▼
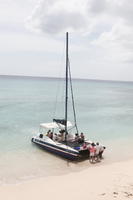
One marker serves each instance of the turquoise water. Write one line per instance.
(104, 113)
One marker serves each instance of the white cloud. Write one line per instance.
(57, 16)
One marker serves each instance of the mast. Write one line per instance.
(66, 92)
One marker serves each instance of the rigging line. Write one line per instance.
(73, 104)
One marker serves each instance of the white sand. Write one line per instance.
(114, 181)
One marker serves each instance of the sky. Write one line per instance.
(32, 38)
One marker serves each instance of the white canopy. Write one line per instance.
(55, 125)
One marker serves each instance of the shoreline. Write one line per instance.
(96, 183)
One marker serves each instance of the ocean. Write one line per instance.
(104, 113)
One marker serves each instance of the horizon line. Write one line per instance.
(53, 77)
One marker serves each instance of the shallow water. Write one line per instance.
(104, 113)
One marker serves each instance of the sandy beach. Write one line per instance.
(107, 182)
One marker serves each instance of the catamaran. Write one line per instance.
(55, 137)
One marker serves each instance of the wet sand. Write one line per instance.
(99, 182)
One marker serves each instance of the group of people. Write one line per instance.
(95, 151)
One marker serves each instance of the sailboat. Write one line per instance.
(61, 142)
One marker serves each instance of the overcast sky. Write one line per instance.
(32, 38)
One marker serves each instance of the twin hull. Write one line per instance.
(65, 152)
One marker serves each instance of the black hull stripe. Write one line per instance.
(56, 148)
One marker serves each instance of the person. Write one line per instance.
(55, 137)
(48, 133)
(84, 145)
(51, 135)
(102, 148)
(92, 151)
(98, 147)
(76, 137)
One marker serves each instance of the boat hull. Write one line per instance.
(62, 152)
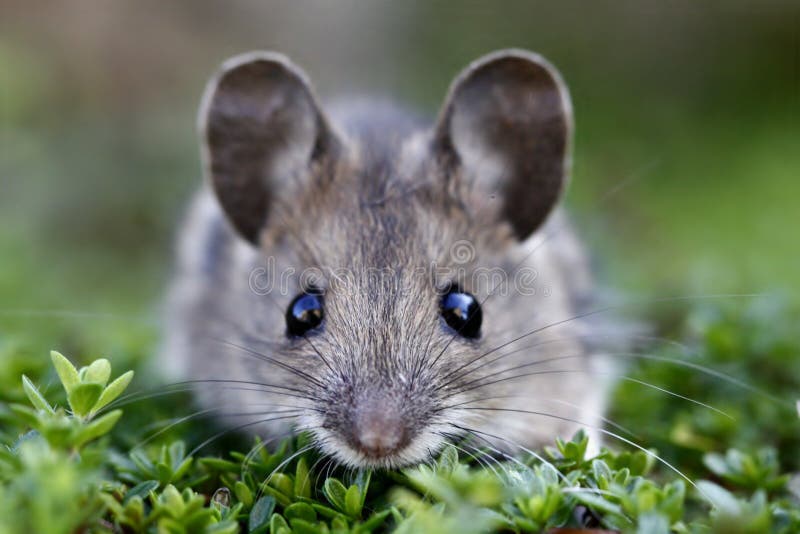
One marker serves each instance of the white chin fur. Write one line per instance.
(422, 448)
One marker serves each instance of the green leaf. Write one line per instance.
(335, 492)
(260, 514)
(113, 390)
(352, 501)
(301, 526)
(98, 427)
(66, 371)
(99, 371)
(35, 396)
(83, 397)
(283, 483)
(300, 510)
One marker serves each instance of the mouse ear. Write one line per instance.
(262, 129)
(505, 129)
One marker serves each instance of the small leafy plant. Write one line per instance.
(83, 467)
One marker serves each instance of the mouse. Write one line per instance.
(385, 282)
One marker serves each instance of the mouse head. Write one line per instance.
(394, 223)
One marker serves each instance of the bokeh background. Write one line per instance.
(687, 154)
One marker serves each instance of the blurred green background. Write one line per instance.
(693, 107)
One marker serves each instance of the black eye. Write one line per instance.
(304, 313)
(462, 312)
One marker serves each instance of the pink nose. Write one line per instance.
(380, 430)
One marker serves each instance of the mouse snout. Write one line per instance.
(379, 428)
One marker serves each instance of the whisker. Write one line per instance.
(604, 309)
(236, 429)
(558, 401)
(295, 371)
(618, 377)
(188, 386)
(478, 433)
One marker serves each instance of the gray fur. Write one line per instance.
(372, 207)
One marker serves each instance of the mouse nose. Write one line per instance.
(380, 429)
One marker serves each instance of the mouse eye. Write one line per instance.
(304, 313)
(462, 313)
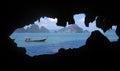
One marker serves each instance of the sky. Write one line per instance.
(50, 23)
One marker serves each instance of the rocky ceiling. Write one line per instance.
(18, 13)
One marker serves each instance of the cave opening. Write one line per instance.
(73, 35)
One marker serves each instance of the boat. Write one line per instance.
(30, 40)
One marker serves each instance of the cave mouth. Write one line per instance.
(71, 36)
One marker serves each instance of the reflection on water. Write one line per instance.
(54, 41)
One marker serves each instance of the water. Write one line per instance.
(54, 41)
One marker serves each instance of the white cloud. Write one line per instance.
(49, 23)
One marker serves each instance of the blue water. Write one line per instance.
(54, 41)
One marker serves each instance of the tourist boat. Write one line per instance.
(30, 40)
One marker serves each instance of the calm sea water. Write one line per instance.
(54, 41)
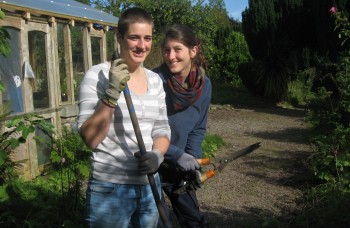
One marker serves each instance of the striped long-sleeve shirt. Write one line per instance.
(113, 159)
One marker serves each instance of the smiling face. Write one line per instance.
(136, 43)
(178, 57)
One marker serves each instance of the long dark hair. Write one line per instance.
(186, 36)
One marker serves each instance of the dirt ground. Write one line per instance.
(262, 188)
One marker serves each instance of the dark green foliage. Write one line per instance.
(70, 158)
(324, 206)
(16, 132)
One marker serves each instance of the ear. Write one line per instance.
(119, 37)
(193, 52)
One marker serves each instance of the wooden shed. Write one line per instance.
(53, 43)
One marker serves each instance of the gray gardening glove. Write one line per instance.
(149, 162)
(187, 162)
(118, 77)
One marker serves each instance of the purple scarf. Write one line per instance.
(185, 94)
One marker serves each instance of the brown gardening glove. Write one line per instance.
(118, 77)
(150, 161)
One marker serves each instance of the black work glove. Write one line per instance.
(187, 162)
(149, 162)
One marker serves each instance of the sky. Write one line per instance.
(235, 8)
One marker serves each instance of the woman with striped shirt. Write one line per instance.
(118, 193)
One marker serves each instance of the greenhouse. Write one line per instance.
(53, 43)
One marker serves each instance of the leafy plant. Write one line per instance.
(70, 158)
(17, 131)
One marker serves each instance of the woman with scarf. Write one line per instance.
(188, 95)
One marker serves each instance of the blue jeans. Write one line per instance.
(120, 205)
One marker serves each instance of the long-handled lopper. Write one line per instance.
(193, 181)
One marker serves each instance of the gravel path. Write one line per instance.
(262, 188)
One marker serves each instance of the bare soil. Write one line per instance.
(261, 189)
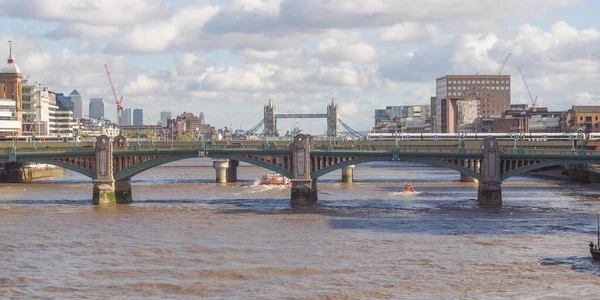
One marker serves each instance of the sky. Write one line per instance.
(228, 58)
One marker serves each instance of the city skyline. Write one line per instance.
(233, 57)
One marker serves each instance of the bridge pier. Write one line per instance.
(467, 178)
(304, 193)
(221, 170)
(123, 193)
(489, 191)
(232, 170)
(348, 174)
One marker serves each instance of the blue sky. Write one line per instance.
(227, 58)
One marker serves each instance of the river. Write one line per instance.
(185, 237)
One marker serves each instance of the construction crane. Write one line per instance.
(118, 101)
(533, 101)
(504, 64)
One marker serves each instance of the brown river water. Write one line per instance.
(185, 237)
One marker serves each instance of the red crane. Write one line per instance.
(118, 101)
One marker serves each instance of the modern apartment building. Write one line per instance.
(164, 118)
(138, 116)
(77, 104)
(491, 91)
(126, 117)
(96, 108)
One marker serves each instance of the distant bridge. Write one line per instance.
(112, 162)
(270, 121)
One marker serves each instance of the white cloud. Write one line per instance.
(356, 52)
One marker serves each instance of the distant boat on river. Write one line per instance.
(595, 251)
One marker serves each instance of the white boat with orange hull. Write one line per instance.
(273, 178)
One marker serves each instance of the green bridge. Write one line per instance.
(112, 162)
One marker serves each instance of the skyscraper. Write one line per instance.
(77, 104)
(64, 102)
(96, 108)
(164, 118)
(126, 116)
(138, 116)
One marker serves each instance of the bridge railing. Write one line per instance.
(550, 152)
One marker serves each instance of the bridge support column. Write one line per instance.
(490, 188)
(232, 170)
(470, 164)
(304, 188)
(348, 174)
(467, 178)
(221, 170)
(304, 193)
(104, 182)
(123, 191)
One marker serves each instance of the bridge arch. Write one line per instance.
(545, 164)
(259, 163)
(139, 168)
(432, 162)
(82, 171)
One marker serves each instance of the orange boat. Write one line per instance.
(408, 188)
(273, 178)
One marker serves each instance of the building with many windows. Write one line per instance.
(126, 117)
(164, 118)
(96, 108)
(583, 119)
(10, 84)
(9, 125)
(491, 91)
(77, 104)
(138, 116)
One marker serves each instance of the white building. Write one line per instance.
(468, 112)
(9, 125)
(77, 104)
(50, 121)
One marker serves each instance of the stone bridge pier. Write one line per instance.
(489, 192)
(304, 188)
(106, 189)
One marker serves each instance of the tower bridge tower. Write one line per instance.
(270, 120)
(332, 117)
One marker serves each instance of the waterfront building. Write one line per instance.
(9, 125)
(29, 111)
(164, 118)
(126, 117)
(492, 92)
(64, 102)
(96, 108)
(138, 116)
(11, 84)
(77, 104)
(582, 119)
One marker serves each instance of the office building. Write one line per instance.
(10, 85)
(126, 117)
(9, 125)
(64, 102)
(164, 118)
(492, 92)
(138, 116)
(77, 104)
(96, 108)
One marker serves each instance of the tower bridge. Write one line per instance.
(271, 116)
(112, 162)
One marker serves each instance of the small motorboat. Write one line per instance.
(408, 188)
(273, 178)
(595, 250)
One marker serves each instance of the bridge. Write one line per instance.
(112, 162)
(271, 116)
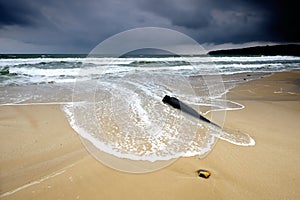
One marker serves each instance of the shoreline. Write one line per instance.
(53, 163)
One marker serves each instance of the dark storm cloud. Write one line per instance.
(16, 13)
(233, 20)
(79, 25)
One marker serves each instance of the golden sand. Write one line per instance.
(43, 158)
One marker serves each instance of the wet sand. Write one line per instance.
(43, 158)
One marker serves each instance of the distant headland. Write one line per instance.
(268, 50)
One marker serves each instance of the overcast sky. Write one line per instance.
(77, 26)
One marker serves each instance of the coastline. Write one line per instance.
(52, 162)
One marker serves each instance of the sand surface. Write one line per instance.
(41, 157)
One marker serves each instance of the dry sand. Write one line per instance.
(41, 157)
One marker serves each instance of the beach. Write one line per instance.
(42, 157)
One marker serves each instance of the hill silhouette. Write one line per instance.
(286, 49)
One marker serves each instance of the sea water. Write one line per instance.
(116, 103)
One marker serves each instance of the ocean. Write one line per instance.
(116, 103)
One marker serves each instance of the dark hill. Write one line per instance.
(287, 49)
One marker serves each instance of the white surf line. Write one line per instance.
(29, 104)
(46, 103)
(38, 181)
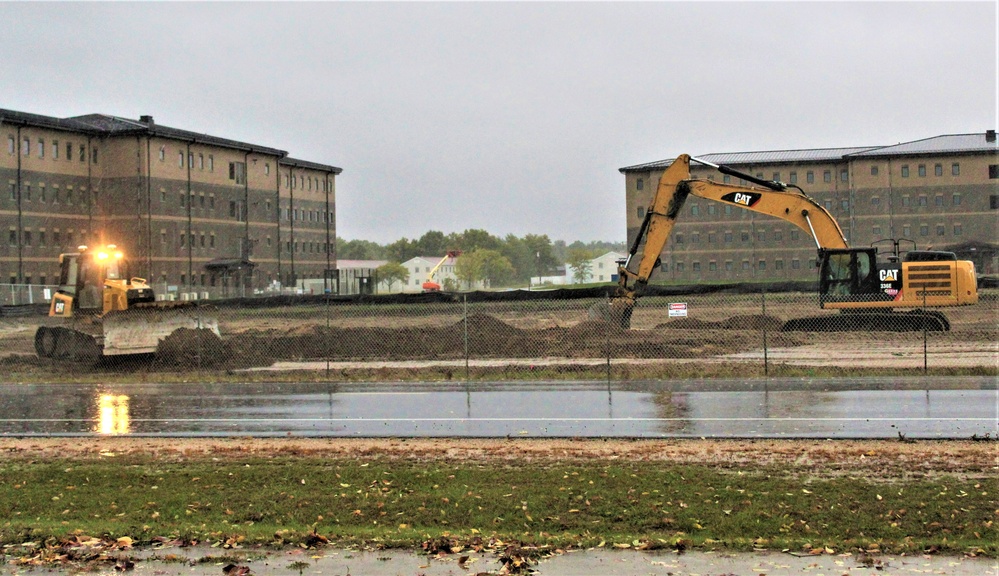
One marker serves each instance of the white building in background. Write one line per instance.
(602, 269)
(419, 272)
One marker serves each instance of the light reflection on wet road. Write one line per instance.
(778, 408)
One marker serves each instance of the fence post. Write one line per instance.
(464, 299)
(925, 362)
(766, 359)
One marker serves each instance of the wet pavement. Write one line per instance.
(603, 562)
(765, 408)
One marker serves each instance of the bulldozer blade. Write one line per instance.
(140, 330)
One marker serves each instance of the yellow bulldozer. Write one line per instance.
(106, 312)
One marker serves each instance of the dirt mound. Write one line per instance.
(188, 348)
(747, 322)
(594, 328)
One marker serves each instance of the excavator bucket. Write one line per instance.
(140, 330)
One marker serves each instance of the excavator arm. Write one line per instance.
(770, 198)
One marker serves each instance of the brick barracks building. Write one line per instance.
(192, 212)
(941, 192)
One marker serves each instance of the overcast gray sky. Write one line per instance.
(510, 117)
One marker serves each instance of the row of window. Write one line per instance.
(54, 148)
(43, 237)
(43, 194)
(730, 266)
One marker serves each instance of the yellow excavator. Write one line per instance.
(105, 312)
(853, 280)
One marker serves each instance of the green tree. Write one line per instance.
(392, 272)
(579, 261)
(486, 265)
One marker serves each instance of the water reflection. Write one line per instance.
(112, 414)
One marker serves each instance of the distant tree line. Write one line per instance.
(501, 261)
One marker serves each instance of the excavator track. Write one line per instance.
(873, 321)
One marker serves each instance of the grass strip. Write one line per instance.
(407, 503)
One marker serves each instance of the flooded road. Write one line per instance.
(775, 408)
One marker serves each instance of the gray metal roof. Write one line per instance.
(296, 163)
(946, 144)
(956, 143)
(105, 125)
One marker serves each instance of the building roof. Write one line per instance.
(106, 125)
(946, 144)
(956, 143)
(349, 264)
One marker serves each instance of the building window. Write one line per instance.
(237, 172)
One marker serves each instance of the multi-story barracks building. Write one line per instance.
(942, 193)
(192, 212)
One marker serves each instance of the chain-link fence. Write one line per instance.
(453, 338)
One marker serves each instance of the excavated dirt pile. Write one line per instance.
(490, 337)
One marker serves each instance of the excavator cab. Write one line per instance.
(848, 275)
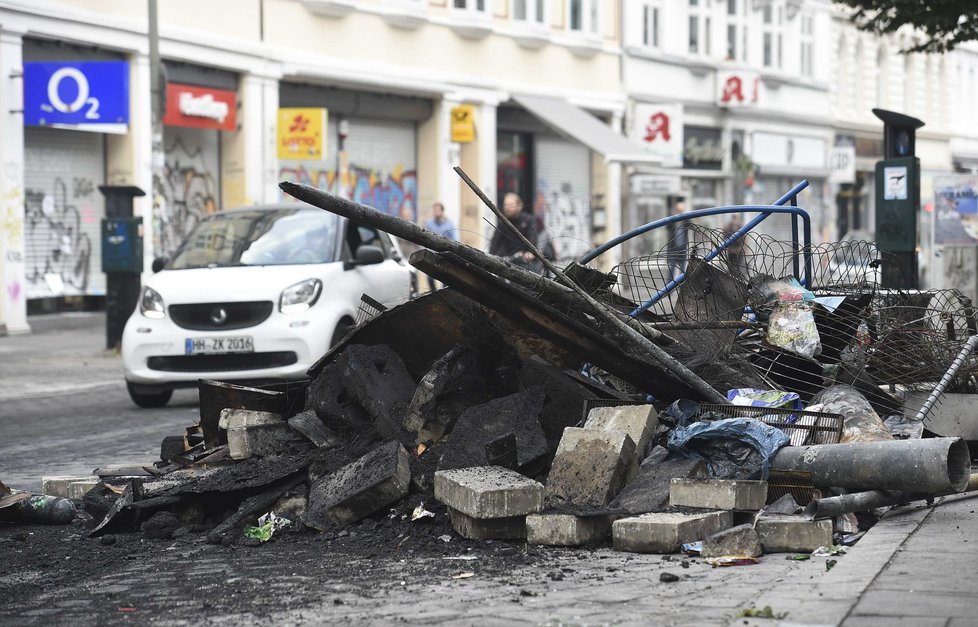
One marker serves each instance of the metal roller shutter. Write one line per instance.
(63, 212)
(564, 186)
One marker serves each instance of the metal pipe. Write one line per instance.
(929, 466)
(856, 502)
(407, 230)
(946, 379)
(862, 501)
(624, 237)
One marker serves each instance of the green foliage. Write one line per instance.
(943, 23)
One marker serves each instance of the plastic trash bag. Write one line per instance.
(792, 327)
(751, 397)
(733, 448)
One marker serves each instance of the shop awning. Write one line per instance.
(580, 125)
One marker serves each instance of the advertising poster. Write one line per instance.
(956, 210)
▲
• **REQUIREMENTS**
Output exactly the lines from the line with "One marker serves each instance of the excavator cab." to the last line of the records, including both, and leave every picture out.

• **TASK RESULT**
One marker serves each instance of the excavator cab. Write one line per instance.
(848, 275)
One marker serves each instance of the metal roller shutter. Write one line per instance.
(63, 212)
(564, 186)
One marker serves each instance of the metal pipe. Write one line per instance.
(929, 466)
(856, 502)
(407, 230)
(946, 379)
(862, 501)
(624, 237)
One marker serves each instance of the green foliage. Write one line per instance.
(943, 23)
One marker serves each instance of the plastic trash bag. Write one line per instance.
(792, 327)
(751, 397)
(733, 448)
One marker serves each instance of the shop awning. Write one line per instance.
(580, 125)
One marker serves each instance of the advertising poster. Write one line per instance.
(956, 210)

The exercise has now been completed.